OBJECTIVE:
Switch each "photo" in the lines below to "image" and keep everything else unchanged. Omit the pictures from your answer.

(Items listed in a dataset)
──────
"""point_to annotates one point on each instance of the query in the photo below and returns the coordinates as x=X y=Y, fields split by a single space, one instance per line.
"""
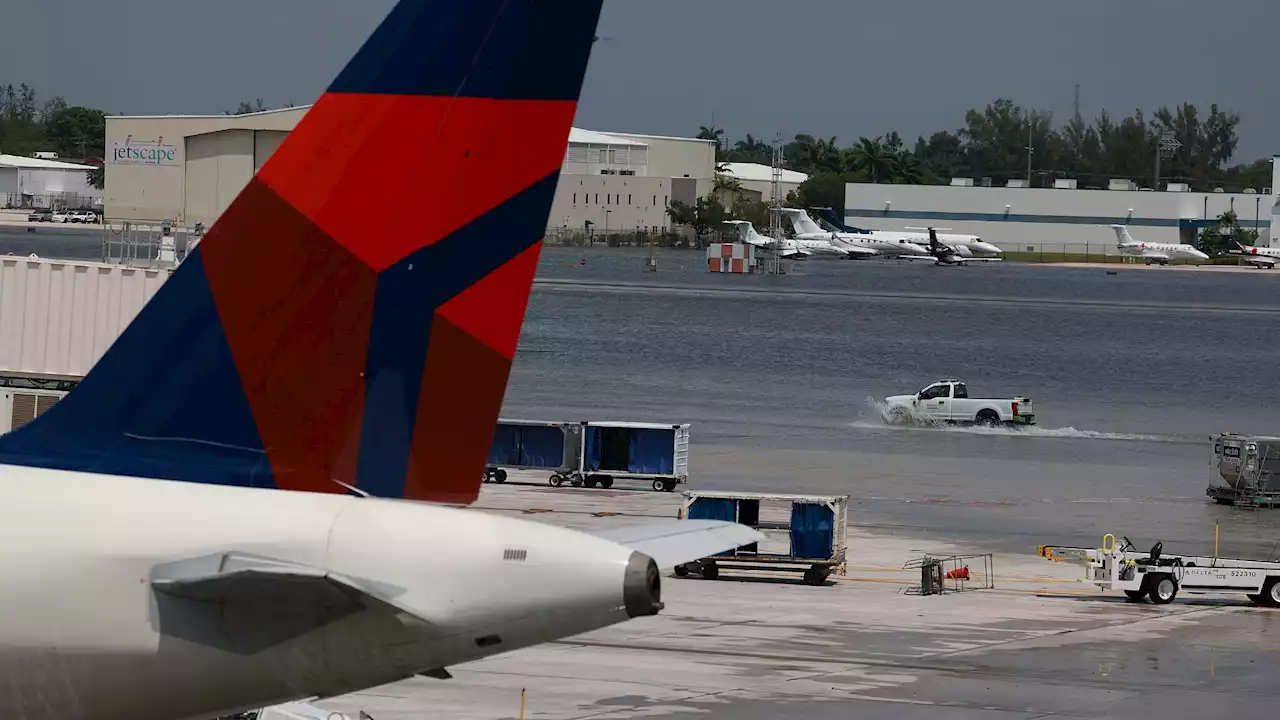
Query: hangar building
x=36 y=182
x=188 y=168
x=1061 y=219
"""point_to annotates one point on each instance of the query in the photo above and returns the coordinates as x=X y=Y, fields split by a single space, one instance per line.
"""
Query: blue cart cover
x=713 y=509
x=528 y=446
x=812 y=531
x=652 y=451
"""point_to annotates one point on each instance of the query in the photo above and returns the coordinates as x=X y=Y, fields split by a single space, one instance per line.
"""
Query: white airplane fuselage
x=1264 y=258
x=86 y=634
x=1161 y=251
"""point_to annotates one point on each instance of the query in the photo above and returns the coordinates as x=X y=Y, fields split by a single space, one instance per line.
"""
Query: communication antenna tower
x=775 y=264
x=1165 y=150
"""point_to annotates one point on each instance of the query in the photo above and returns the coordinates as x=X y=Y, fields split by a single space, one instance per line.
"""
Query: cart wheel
x=1162 y=589
x=1271 y=592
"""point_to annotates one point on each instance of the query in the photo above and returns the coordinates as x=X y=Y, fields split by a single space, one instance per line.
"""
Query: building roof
x=662 y=137
x=760 y=173
x=592 y=137
x=40 y=164
x=296 y=108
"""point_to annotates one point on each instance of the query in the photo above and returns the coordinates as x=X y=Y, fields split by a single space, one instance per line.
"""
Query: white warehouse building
x=188 y=168
x=37 y=182
x=1060 y=219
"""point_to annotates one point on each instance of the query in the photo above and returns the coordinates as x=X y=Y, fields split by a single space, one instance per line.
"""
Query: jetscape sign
x=144 y=153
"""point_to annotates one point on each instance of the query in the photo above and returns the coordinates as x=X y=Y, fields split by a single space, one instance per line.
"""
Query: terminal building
x=1063 y=218
x=188 y=168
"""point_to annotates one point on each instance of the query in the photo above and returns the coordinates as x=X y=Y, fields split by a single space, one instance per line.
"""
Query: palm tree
x=872 y=158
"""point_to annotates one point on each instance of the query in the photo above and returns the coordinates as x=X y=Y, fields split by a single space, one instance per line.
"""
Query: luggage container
x=536 y=445
x=644 y=451
x=805 y=533
x=1248 y=468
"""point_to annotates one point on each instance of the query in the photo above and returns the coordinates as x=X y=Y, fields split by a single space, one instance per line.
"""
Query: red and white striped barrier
x=731 y=258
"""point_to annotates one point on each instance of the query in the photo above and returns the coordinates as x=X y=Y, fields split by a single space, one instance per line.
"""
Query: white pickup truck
x=947 y=401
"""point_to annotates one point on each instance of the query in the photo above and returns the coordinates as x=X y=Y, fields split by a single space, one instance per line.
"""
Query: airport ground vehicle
x=1246 y=466
x=804 y=533
x=1161 y=577
x=947 y=401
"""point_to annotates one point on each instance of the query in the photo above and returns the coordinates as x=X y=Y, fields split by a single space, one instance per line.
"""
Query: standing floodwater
x=1130 y=374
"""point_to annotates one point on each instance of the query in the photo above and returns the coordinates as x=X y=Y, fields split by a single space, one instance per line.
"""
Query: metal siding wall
x=218 y=167
x=58 y=318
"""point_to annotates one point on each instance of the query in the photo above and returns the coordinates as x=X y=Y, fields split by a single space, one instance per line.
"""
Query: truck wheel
x=1162 y=589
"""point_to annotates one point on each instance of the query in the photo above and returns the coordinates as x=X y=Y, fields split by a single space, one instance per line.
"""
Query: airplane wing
x=675 y=542
x=243 y=604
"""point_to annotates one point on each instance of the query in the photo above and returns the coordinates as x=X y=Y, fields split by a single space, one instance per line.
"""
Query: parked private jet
x=784 y=247
x=1159 y=253
x=1261 y=258
x=242 y=502
x=871 y=246
x=963 y=245
x=944 y=254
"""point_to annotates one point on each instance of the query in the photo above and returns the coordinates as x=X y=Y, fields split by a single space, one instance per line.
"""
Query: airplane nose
x=641 y=586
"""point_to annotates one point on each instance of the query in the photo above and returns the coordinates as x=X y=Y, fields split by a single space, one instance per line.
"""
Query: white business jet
x=1159 y=253
x=944 y=254
x=963 y=245
x=782 y=247
x=246 y=501
x=858 y=245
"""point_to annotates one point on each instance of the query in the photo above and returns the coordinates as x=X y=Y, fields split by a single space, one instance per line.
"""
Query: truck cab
x=947 y=401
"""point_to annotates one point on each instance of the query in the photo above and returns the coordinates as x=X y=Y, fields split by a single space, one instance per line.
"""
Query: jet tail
x=309 y=345
x=1123 y=236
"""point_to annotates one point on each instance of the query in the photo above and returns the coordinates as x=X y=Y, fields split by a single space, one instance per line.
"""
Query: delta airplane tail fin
x=306 y=343
x=1123 y=236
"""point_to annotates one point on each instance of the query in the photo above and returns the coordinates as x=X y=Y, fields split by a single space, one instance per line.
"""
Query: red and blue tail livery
x=306 y=343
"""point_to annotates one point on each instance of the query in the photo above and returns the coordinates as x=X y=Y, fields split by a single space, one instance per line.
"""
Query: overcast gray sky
x=826 y=67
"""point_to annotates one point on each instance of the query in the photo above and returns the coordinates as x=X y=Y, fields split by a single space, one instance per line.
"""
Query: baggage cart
x=805 y=533
x=535 y=445
x=643 y=451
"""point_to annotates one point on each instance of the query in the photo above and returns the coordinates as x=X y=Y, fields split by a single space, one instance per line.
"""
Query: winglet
x=306 y=340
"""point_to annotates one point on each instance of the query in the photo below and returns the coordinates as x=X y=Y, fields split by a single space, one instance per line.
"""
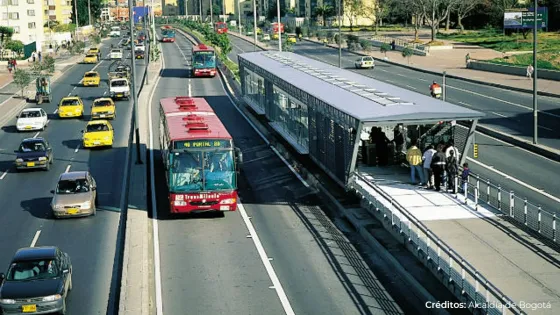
──────
CORRECT ANSWER:
"""point_to annotates one point on each instance of the query in the image below and returns the coordinates as x=X y=Y, fields split by a single space, one instance per line.
"""
Query: hangar building
x=36 y=182
x=188 y=168
x=1061 y=219
"""point_to annotates one point on each instance of the query in the image above and returns the coordinates as x=X y=Y, fields split by a single space, one instance per line.
"""
Query: blue cart cover
x=713 y=509
x=528 y=446
x=812 y=531
x=652 y=451
"""point_to annotates one point on each instance of the query in the image above and returns the coordinates as x=X y=Y, fields split by a single space, one instance per line.
"""
Query: white airplane fuselage
x=1264 y=258
x=86 y=634
x=1161 y=251
"""point_to annotates one point on each instance of the query in the image above and returns the coordinates as x=X y=Y, fields split by a single space, one instance per line.
"""
Query: communication antenna tower
x=775 y=264
x=1165 y=150
"""point_to annotates one point on each instance of the query in the image above and returns the coordinates as x=X y=Y, fields split by a single space, one instance per line.
"""
Query: cart wheel
x=1162 y=589
x=1271 y=592
"""point_to annotates one point on each instance of the query in the image above and returns the coordinates as x=X y=Y, fields split by a single space, one instance per line.
"""
Query: building roof
x=662 y=137
x=760 y=173
x=592 y=137
x=40 y=164
x=296 y=108
"""point_to annotates one point on each instance of the query in the image above and returns the coordinates as x=X y=Y, fields split by a single space, one instance per line.
"""
Query: white warehouse building
x=188 y=168
x=37 y=182
x=1060 y=219
"""point_to annotates one point on each instance of the query in the image above and returns the coordinates as x=X y=Y, fields split by a single space, one instance per line.
"""
Query: jetscape sign
x=144 y=153
"""point_to annotates one point on each instance of the query in the image above and returns the coordinates as x=X y=Y, fields split by a single space, one instance per line.
"""
Query: terminal building
x=1063 y=218
x=188 y=168
"""point_to annotates one point on each instance of the query in the image above and returns the coordinates as x=X y=Y, fields split by a single space, one instance per line.
"""
Query: palm tree
x=872 y=158
"""point_to annotates one point on each instance of the query in the image above and returns the coordinates as x=X y=Y, fields split by a single space, one instance per line.
"""
Query: luggage container
x=536 y=445
x=644 y=451
x=805 y=533
x=1248 y=468
"""point_to annotates one point on each instance of the query in the image above and returns the coordinates as x=X y=Y, fields split by a single space, one instance per line.
"""
Query: red and white striped barrier
x=731 y=258
"""point_to annotates one point on each instance of the query in the image above and returns the coordinates as x=X y=Y, fields split by a single space, one instance per line.
"""
Query: white pickup truck
x=947 y=401
"""point_to annotates one point on each instance of the query in the image above and returns the coordinates as x=X y=Y, fields split by a single space, one instance per line.
"""
Query: airport ground vehicle
x=1246 y=466
x=804 y=533
x=1161 y=577
x=947 y=401
"""point_to annotates one point on each instance of the query in the image above and returns the coordinates as x=X y=Y, fields split by a single space, one instance per line.
"""
Query: standing floodwater
x=1130 y=374
"""point_to annotates one point on each instance of the query in the image above and returns the coordinates as x=X y=Y, fields split by a single space, one instance per line.
"""
Query: metal siding wall
x=218 y=167
x=58 y=318
"""point_to annotates one point on each instance of the query in the image above and returns the coordinates as x=X y=Y, fields split by a single space, one instance per line.
"""
Query: truck wheel
x=1162 y=589
"""point_to annotates one point on each instance of the query in the image above and returns the coordinates as x=X y=Y, fields split by a single space, one instance per line.
"""
Query: airplane wing
x=675 y=542
x=243 y=604
"""point_to annotates one point on each instance of the query in the image above and returns the coordinates as x=X y=Y, fields split by a single space, one instance per line.
"""
Query: parked private jet
x=784 y=247
x=1159 y=253
x=1261 y=258
x=242 y=502
x=871 y=246
x=963 y=245
x=944 y=254
"""point_to annotates one point on each instance of the query in the image above and returns the coordinates as x=X y=Y, fields split by a single space, one instance per line.
"""
Query: airplane nose
x=641 y=586
"""point_to annotates one point on each instance of the query in the image above and returns the coordinates as x=X y=Y, fields split by a single space, one instance per line.
"""
Query: white business jet
x=1159 y=253
x=944 y=254
x=963 y=245
x=782 y=247
x=246 y=501
x=858 y=245
"""point_to annotates one point on each instance of the query in the image above and returns the coordinates as x=X y=Y, fields split by a single space, one instance per line.
"""
Query: truck cab
x=947 y=401
"""point_to annotates one point on each instance of the query in the image above and returns the coordinates as x=X y=Y, fields split by a single space, one instance per line.
"""
Query: jet tail
x=309 y=345
x=1123 y=236
"""point_to annotates one point on each instance of the query in the image above and returns the coordinates as x=X y=Y, fields split by a single space, one instance per line.
"""
Query: delta airplane tail fin
x=306 y=343
x=1123 y=236
"""point_to annotates one point on each instance of the query in the image above and returns the coordinates as x=X y=Y, fields split by a single space, one instance per line.
"""
Query: red and blue tail livery
x=306 y=343
"""point_to annotates one point on each instance of the query in the image above and returns the coordinates as x=X y=Y, fields split by a single space, one instance per line.
"""
Query: overcast gray sky
x=826 y=67
"""point_to annotates one point on each instance of the query in the image above and returns the coordinates as x=X y=Y, fields split by a single space, one instance per line.
"""
Query: baggage cart
x=805 y=533
x=535 y=445
x=643 y=451
"""point_to annotates one point on each instance of the query in the image above and returns the coordinates as x=X y=Y, fields split by a single space, one instance per line.
"""
Query: winglet
x=306 y=340
"""point_to annotates one point on each instance of the query in the image below and returns the coordinates as x=X y=Y, fields split by a single space, one instance per line.
"""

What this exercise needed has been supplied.